• _EXERCISE REQUIREMENTS_
Return every line from the records below that contains the word "wooden", treating uppercase and lowercase as different.

(A set of records)

━━━━━━━━━━━━━━━━

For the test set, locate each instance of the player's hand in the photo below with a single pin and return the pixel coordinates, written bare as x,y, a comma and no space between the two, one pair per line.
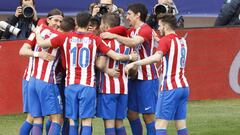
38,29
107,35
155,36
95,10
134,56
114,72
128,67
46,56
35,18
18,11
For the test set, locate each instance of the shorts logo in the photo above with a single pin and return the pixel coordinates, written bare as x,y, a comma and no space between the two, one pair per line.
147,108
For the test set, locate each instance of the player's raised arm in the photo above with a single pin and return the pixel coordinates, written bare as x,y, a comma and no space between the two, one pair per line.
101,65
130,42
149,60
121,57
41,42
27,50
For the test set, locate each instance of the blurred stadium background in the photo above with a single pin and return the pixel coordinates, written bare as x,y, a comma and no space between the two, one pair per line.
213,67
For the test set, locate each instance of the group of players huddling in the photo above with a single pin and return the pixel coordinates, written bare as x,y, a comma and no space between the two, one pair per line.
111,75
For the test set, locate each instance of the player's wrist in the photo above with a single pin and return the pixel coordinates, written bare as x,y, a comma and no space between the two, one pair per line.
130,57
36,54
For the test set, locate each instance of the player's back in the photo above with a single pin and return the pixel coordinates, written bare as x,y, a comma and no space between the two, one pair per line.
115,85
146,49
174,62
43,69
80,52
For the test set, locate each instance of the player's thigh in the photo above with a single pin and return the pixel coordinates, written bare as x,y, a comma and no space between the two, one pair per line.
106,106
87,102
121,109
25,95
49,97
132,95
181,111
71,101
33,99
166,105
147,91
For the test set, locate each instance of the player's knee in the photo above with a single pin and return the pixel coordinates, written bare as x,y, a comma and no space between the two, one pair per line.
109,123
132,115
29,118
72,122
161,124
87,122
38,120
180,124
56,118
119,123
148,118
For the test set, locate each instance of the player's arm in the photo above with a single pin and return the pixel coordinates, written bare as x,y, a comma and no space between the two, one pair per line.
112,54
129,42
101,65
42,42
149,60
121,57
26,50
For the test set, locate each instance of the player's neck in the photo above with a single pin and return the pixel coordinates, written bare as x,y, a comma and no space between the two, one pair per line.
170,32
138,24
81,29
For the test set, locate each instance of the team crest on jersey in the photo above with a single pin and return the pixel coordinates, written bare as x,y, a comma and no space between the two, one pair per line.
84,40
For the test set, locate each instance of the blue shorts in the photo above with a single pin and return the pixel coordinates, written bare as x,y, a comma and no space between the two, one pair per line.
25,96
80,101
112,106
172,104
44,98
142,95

━━━━━━━━━━━━━━━━

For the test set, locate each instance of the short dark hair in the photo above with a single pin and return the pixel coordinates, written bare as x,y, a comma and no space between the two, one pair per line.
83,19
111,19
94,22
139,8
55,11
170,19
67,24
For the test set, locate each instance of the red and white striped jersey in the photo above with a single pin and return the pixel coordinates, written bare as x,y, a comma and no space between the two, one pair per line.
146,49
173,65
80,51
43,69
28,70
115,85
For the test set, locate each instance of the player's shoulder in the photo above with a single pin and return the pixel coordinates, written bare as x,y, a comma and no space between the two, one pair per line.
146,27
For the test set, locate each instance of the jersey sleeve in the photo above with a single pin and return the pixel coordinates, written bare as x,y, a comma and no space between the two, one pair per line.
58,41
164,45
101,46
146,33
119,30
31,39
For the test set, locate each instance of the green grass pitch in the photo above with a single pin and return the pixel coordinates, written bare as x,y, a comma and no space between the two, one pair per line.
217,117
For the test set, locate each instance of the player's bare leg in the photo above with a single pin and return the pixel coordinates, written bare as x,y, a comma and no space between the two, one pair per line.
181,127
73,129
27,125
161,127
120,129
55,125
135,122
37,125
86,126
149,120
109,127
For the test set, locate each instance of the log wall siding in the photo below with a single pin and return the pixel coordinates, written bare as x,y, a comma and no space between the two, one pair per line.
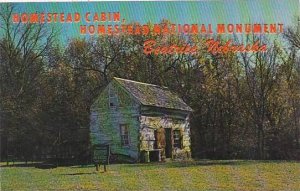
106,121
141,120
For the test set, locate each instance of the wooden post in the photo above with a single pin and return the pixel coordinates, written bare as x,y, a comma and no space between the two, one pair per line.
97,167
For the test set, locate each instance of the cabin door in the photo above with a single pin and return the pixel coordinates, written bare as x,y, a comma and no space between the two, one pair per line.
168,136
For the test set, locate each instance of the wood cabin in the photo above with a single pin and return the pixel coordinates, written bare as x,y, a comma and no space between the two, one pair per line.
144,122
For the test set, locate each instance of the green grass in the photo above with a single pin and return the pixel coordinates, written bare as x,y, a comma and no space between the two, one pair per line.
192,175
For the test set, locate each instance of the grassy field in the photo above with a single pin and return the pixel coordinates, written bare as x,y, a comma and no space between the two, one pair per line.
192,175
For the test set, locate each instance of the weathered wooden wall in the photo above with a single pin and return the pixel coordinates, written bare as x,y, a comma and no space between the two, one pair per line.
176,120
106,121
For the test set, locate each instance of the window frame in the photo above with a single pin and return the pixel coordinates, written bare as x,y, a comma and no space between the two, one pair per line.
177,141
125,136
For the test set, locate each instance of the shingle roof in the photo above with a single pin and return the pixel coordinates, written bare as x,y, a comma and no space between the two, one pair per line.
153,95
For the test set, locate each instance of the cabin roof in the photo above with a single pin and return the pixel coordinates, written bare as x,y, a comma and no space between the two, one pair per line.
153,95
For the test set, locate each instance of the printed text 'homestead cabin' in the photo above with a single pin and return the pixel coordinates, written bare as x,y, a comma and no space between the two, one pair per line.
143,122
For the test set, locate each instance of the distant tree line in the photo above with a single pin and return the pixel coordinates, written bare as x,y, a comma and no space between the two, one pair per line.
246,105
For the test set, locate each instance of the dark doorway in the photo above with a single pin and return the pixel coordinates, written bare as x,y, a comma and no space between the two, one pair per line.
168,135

━━━━━━━━━━━━━━━━

• _RESPONSE BELOW_
For the test set, locate each instance of the wooden post in the photo above with a single pin and return the pixel coordinates, written bare as x,y, a comma and no space between the two, one pair per line.
For the test set, locate each instance of the weathered wooden wall in the photo above with a single pin and return the pixel coordinates, written bare as x,y, a comma and no space between the two, one pair per line.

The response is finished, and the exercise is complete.